WHAT YOU HAVE TO DO>
When the line containing "[[513, 592], [361, 566]]" is reached, begin transcribing. Continue exactly through the final line of the listing, and return nothing else.

EXCERPTED DATA>
::::
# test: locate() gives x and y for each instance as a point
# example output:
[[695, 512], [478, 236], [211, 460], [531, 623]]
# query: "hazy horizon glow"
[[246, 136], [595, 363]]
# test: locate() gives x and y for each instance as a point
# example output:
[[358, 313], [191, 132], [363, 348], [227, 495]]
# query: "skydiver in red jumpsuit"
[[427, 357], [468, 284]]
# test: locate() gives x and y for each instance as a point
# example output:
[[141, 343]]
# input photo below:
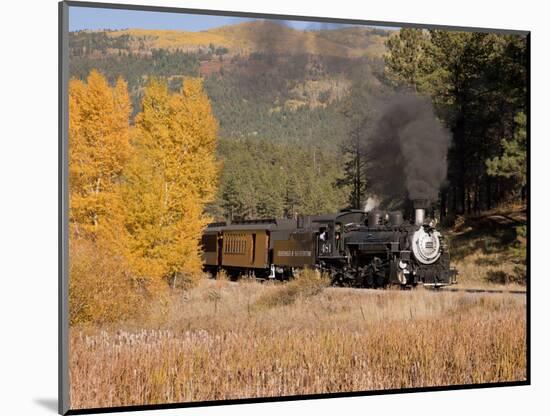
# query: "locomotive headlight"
[[426, 246]]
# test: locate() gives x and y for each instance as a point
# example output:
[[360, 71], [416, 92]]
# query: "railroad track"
[[473, 290]]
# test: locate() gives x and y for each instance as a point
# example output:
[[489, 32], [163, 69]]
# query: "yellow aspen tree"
[[101, 287], [173, 173], [99, 147]]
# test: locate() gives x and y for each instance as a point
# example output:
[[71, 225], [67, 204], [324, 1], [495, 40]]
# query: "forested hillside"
[[277, 95], [298, 109]]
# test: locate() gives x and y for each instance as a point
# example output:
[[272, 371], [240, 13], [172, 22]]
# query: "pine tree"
[[513, 161]]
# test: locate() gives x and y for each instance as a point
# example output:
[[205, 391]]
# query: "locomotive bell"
[[420, 206], [374, 217]]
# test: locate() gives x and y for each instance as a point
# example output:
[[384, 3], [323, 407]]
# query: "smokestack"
[[420, 206]]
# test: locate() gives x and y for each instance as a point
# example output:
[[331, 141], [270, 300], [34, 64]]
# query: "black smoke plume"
[[407, 150]]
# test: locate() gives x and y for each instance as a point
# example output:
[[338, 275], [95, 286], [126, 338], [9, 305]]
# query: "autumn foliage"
[[136, 194]]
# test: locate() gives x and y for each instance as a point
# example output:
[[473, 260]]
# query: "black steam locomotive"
[[357, 249]]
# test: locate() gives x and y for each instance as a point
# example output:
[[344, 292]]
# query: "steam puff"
[[408, 150]]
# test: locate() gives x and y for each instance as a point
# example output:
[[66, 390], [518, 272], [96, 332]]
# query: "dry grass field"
[[225, 340]]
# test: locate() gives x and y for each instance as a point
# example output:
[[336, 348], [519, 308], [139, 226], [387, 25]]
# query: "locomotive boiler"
[[356, 248]]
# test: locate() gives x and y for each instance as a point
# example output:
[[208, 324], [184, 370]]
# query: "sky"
[[96, 19]]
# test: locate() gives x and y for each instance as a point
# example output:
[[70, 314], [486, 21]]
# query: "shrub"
[[101, 290], [306, 284]]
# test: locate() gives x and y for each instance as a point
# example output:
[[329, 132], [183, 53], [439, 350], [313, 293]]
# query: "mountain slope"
[[263, 36]]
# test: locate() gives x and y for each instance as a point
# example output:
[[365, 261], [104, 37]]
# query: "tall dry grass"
[[216, 343]]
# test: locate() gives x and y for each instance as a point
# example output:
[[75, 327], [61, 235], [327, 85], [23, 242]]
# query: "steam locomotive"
[[357, 249]]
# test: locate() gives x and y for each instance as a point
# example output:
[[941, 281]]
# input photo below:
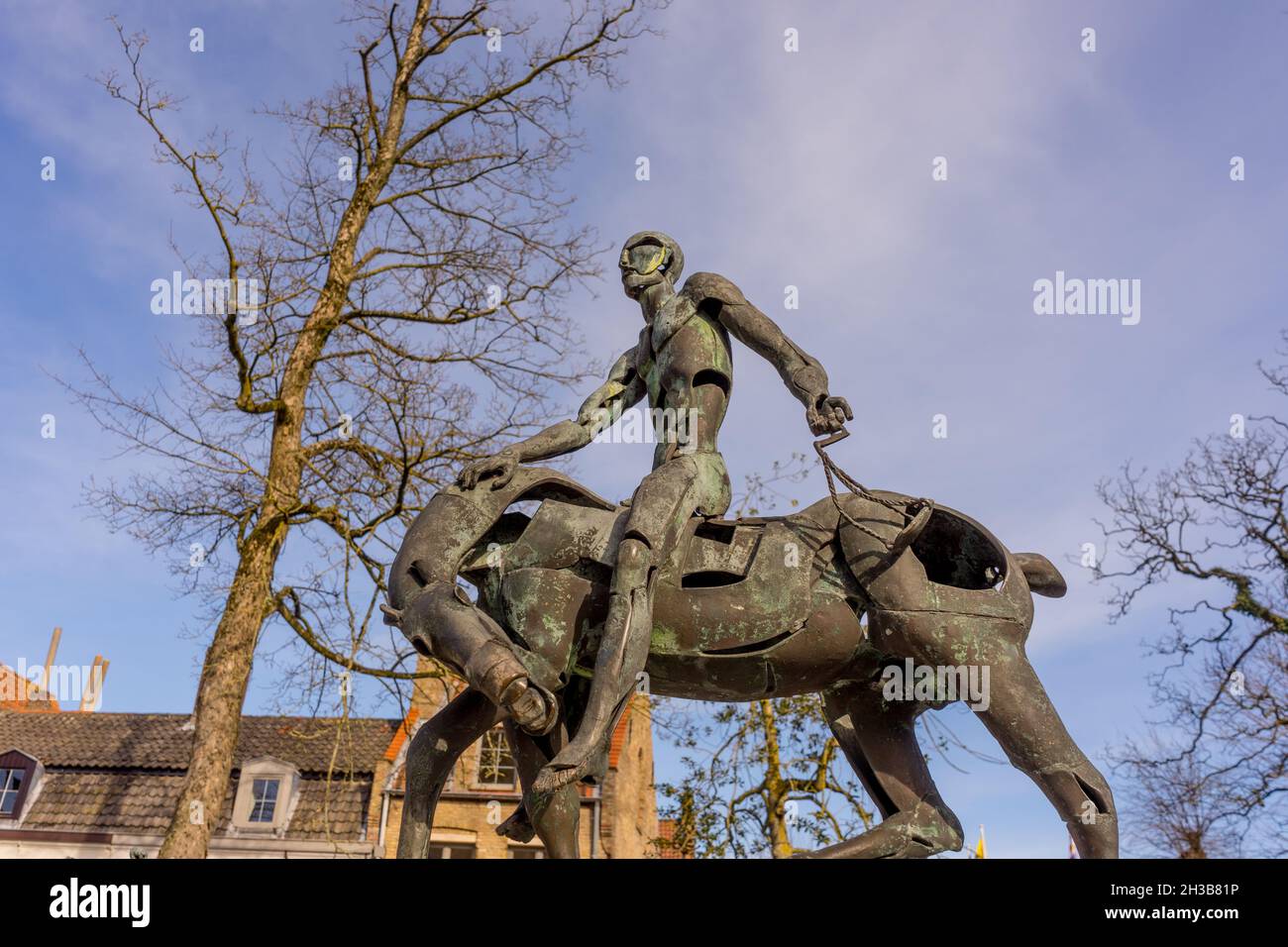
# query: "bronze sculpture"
[[580, 596]]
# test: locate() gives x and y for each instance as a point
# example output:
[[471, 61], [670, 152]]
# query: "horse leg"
[[554, 818], [1022, 720], [433, 751], [880, 741]]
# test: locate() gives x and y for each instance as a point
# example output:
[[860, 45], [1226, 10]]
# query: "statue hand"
[[500, 467], [828, 415]]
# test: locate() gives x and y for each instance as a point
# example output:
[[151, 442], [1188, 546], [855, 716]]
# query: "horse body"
[[743, 609]]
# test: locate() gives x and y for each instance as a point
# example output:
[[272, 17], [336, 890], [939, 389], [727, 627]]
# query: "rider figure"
[[684, 365]]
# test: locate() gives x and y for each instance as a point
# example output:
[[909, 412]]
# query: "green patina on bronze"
[[719, 609]]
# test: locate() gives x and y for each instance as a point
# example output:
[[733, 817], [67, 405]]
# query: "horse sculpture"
[[745, 609]]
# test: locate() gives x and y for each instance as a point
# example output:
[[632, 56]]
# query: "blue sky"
[[810, 169]]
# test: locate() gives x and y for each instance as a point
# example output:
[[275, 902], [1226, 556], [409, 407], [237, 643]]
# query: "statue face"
[[643, 264]]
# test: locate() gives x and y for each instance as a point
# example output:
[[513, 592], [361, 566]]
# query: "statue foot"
[[554, 776], [518, 827], [919, 832], [528, 707]]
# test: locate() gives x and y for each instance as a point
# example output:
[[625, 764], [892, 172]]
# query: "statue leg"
[[1022, 720], [433, 751], [555, 818], [880, 741], [660, 509], [1019, 715]]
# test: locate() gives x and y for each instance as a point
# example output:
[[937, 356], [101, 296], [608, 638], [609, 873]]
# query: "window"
[[11, 788], [263, 799], [496, 764], [267, 792]]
::::
TASK OUTPUT>
[[513, 592], [361, 566]]
# query: "statue foot"
[[554, 776], [518, 827], [919, 832], [528, 707]]
# test: locate() gives x and y for each instance as a point
# example output:
[[625, 764], [892, 172]]
# query: "statue leg"
[[1022, 720], [433, 751], [555, 818], [880, 741], [660, 509], [1019, 715]]
# test: locate() gives x and y for each instance as a point
# example output:
[[937, 356], [101, 296], [608, 638], [609, 873]]
# query: "window"
[[11, 788], [263, 799], [496, 764], [267, 792]]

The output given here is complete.